** Start **

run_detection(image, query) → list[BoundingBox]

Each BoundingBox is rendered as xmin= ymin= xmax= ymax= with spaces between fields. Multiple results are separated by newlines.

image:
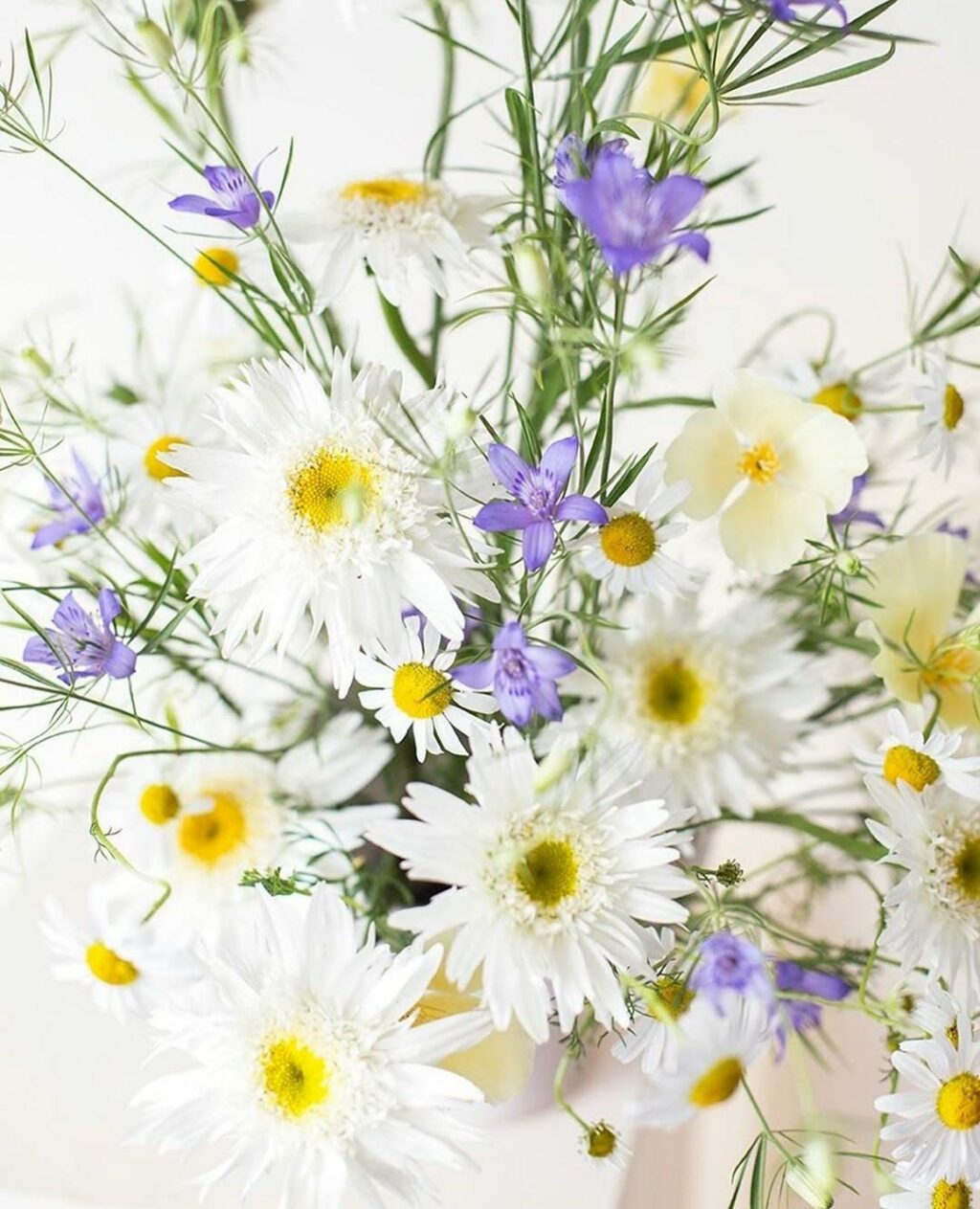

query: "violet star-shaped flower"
xmin=24 ymin=588 xmax=137 ymax=684
xmin=452 ymin=621 xmax=575 ymax=727
xmin=167 ymin=165 xmax=276 ymax=229
xmin=31 ymin=454 xmax=105 ymax=550
xmin=474 ymin=437 xmax=609 ymax=571
xmin=555 ymin=134 xmax=710 ymax=276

** End **

• [AIM OF THE TASK] Copy out every line of the records above word for word, leaving out the pictures.

• [SOLUTION TO THIS TASK]
run_detection(image, query) → list[BoundingBox]

Each BoundingBox is rendered as xmin= ymin= xmax= ymax= with spaces between fields. Multiple results are separated by newlines.

image:

query: "violet star-shaped flower"
xmin=24 ymin=588 xmax=137 ymax=684
xmin=452 ymin=621 xmax=575 ymax=727
xmin=167 ymin=165 xmax=276 ymax=229
xmin=31 ymin=454 xmax=105 ymax=550
xmin=474 ymin=437 xmax=609 ymax=571
xmin=555 ymin=134 xmax=710 ymax=276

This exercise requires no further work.